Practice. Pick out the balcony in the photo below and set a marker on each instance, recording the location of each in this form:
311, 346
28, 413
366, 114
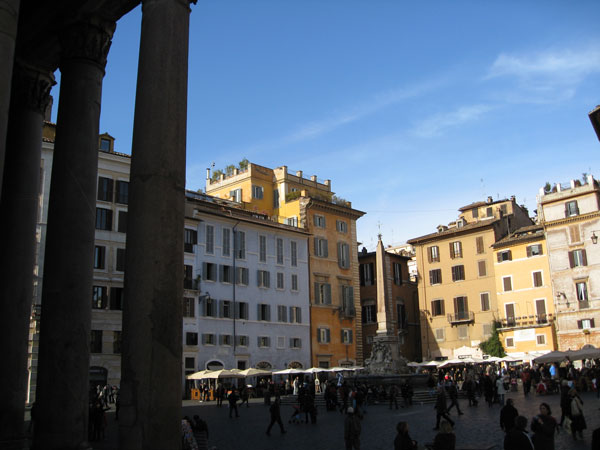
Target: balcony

→ WRITTEN TASK:
Transcribe the records above exactly, omitting every picture they contain.

→ EXERCISE RESPONSE:
Practice. Pick out the balcony in the photo below and set a marker on each instance, recording the location of each in this form:
311, 346
28, 413
366, 114
Target: balcony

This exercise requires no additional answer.